Start of Given records

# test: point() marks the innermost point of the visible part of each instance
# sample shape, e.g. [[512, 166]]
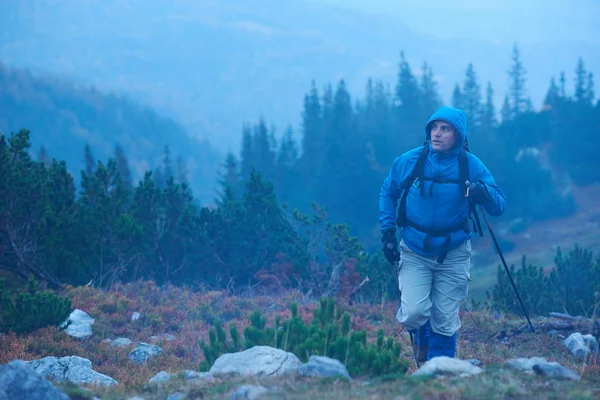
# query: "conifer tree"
[[247, 158], [123, 167], [553, 93], [471, 99], [43, 156], [489, 120], [506, 111], [457, 97], [580, 82], [517, 91], [88, 160]]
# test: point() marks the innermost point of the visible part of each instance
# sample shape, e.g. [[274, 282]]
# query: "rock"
[[70, 368], [579, 345], [475, 362], [161, 377], [540, 366], [555, 370], [591, 342], [168, 337], [524, 364], [197, 378], [144, 352], [248, 392], [192, 377], [19, 381], [448, 365], [81, 324], [120, 342], [257, 361], [323, 367]]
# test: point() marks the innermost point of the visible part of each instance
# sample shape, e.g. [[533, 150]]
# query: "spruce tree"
[[88, 160], [517, 91], [123, 167], [471, 99]]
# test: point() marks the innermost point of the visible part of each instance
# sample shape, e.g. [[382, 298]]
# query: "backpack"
[[418, 173]]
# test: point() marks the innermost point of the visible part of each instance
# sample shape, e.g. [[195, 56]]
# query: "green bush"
[[329, 334], [572, 286], [26, 311]]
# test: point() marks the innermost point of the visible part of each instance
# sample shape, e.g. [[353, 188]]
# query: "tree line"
[[346, 145]]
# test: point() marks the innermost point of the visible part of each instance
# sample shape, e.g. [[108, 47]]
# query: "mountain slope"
[[64, 118], [213, 65]]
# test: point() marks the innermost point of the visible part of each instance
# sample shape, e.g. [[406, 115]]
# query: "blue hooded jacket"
[[447, 207]]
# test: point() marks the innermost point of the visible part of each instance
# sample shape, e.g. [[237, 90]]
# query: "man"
[[433, 259]]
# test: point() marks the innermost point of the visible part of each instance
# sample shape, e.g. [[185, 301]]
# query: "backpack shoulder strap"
[[463, 170], [418, 171]]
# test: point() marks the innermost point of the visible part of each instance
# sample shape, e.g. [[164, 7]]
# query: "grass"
[[188, 315]]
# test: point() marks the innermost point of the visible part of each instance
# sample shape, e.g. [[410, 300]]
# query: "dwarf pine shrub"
[[26, 311], [571, 286], [329, 334]]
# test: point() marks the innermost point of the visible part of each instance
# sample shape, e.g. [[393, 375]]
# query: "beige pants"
[[433, 291]]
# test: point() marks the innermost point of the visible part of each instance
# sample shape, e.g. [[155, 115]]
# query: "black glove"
[[390, 246]]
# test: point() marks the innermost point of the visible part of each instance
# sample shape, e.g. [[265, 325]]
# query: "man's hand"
[[478, 193], [390, 246]]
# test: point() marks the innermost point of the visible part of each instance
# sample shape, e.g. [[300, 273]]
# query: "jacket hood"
[[454, 116]]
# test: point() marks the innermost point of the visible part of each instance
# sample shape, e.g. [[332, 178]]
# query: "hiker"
[[443, 183]]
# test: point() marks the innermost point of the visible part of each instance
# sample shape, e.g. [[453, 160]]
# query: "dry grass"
[[491, 338]]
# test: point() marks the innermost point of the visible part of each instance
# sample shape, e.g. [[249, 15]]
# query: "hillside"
[[158, 354], [539, 241], [215, 65], [63, 117]]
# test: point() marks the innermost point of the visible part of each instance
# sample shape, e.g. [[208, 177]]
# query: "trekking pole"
[[505, 266]]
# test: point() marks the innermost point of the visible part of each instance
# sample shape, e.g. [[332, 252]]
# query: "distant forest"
[[347, 144], [83, 125]]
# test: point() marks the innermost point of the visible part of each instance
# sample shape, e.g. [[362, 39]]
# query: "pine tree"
[[580, 82], [517, 73], [430, 99], [471, 98], [563, 85], [247, 155], [43, 156], [589, 90], [287, 155], [264, 157], [457, 97], [167, 163], [489, 120], [553, 94], [229, 182], [506, 112], [408, 92], [182, 171], [123, 167], [88, 160]]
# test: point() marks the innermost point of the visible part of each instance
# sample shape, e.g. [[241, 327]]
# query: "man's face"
[[442, 136]]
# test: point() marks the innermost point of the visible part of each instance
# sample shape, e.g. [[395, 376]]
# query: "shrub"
[[26, 311], [329, 334], [572, 286]]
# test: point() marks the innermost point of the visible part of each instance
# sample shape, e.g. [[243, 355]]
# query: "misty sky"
[[500, 21]]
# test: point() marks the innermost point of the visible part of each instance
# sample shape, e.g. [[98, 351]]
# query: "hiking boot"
[[420, 351]]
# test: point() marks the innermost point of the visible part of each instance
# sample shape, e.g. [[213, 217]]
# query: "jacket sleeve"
[[496, 203], [390, 193]]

End of Given records

## Exercise details
Since only the text is needed, retype the data above exactly and omit the pictures.

## Result
# test: point() marks the innermost point of the visible part of each instance
# sample shape, e.g. [[512, 166]]
# query: "conifer tree"
[[247, 158], [123, 167], [553, 93], [471, 99], [43, 156], [489, 120], [506, 111], [457, 97], [580, 82], [517, 91], [88, 160]]
# test: point() marks the innermost point of the visible part of each instance
# sample shape, e.g. [[274, 282]]
# query: "rock"
[[70, 368], [579, 345], [475, 362], [161, 377], [540, 366], [555, 370], [591, 342], [168, 337], [524, 364], [197, 378], [144, 352], [248, 392], [192, 377], [19, 381], [448, 365], [81, 324], [120, 342], [257, 361], [323, 367]]
# test: point() marks the innermost point of the visible part of each instance
# sample shape, e.g. [[533, 150]]
# query: "spruce tree"
[[88, 160], [517, 91], [123, 167], [471, 99]]
# test: point() marks the innermost point of the visible part of each instance
# sample shape, e.g. [[382, 298]]
# query: "backpack"
[[418, 173]]
# test: point() marks the innermost point of the visible part of each instance
# sample shape, e.g. [[195, 56]]
# query: "green bush"
[[329, 334], [572, 286], [26, 311]]
# test: point() marks the innermost point of the visible part of each instance
# sample shape, e.g. [[353, 188]]
# query: "tree line"
[[346, 145]]
# test: point() marks the innermost point of the visible part of each instance
# sample shape, e.g. [[108, 47]]
# query: "mountain slope"
[[64, 118], [213, 65]]
# test: point() marks the innermost point of the visible part of each instance
# sample shape, e.g. [[406, 115]]
# query: "blue hooded jacket"
[[447, 207]]
# test: point() marks the innermost point of the visible part of each instance
# sample shape, e.g. [[237, 90]]
# query: "man"
[[433, 259]]
# test: point() marks the innermost point of the visible part of each instance
# sample shape, e.g. [[185, 301]]
# query: "backpack shoulder strap"
[[463, 170], [418, 171]]
# test: point() marks the innermost point of the visible part of each instance
# sample shape, e.g. [[164, 7]]
# query: "grass"
[[188, 315]]
# test: point() marks the innermost point of the visible part of each instance
# sample shape, e.g. [[410, 300]]
# query: "dwarf pine shrub"
[[26, 311], [571, 286], [329, 334]]
# test: point() marks the innermost point of the visible part of each instance
# sample shape, e.g. [[393, 375]]
# query: "beige pants"
[[433, 291]]
# test: point() marks the innermost point of the visible part of each instance
# sample shape, e.g. [[155, 115]]
# query: "black glove"
[[390, 246]]
# test: point() marks the innermost point of the visible part of each instance
# sample shape, e.g. [[265, 325]]
# query: "man's hand"
[[478, 193], [390, 246]]
# test: point() marks the innermost point of the visible part of each instance
# sample shape, e.g. [[300, 273]]
# query: "jacket hood"
[[454, 116]]
# test: point() marks the innermost point of the visible part of each instance
# sample shape, e.g. [[332, 178]]
# query: "hiker"
[[443, 183]]
# test: point() marks the innermost point of the visible part of each instance
# sample shape, e.g. [[453, 160]]
# query: "dry grass"
[[491, 338]]
# test: point() marks the innermost point of the visible part of each instance
# sample shape, e.g. [[249, 15]]
# query: "hillside"
[[158, 354], [539, 241], [215, 65], [63, 117]]
# test: point() marks the innermost point of the visible part of each instance
# sample shape, e.g. [[208, 177]]
# query: "trekking pole"
[[505, 266]]
# test: point() marks the innermost point of the visible part of each instance
# sample shape, e.g. [[332, 252]]
# query: "distant forest"
[[347, 144], [83, 125]]
# test: point() marks the innermost point of the visible part of each instance
# sample shape, e.g. [[362, 39]]
# query: "pine tree"
[[580, 82], [517, 73], [430, 99], [471, 98], [563, 85], [247, 155], [43, 156], [589, 90], [287, 155], [264, 157], [457, 97], [167, 163], [489, 120], [553, 94], [229, 182], [506, 112], [408, 92], [182, 171], [123, 167], [88, 160]]
# test: point() marks the innermost point of the visible part of each instance
# sample shape, e.g. [[241, 327]]
# query: "man's face"
[[442, 136]]
# test: point() marks the innermost point of the visible part of each instance
# sample shape, e.g. [[395, 376]]
# query: "shrub"
[[26, 311], [329, 334], [572, 286]]
# test: point() marks the innermost point of the visible part of each instance
# sample shape, e.g. [[243, 355]]
# query: "misty sky"
[[500, 21]]
# test: point() marks the innermost point of the visible part of each instance
# sample shape, e.g. [[98, 351]]
# query: "hiking boot"
[[420, 351]]
# test: point() marks the innermost point of the visible part of each instance
# sample shape, e.g. [[213, 217]]
# query: "jacket sleeve"
[[496, 203], [390, 193]]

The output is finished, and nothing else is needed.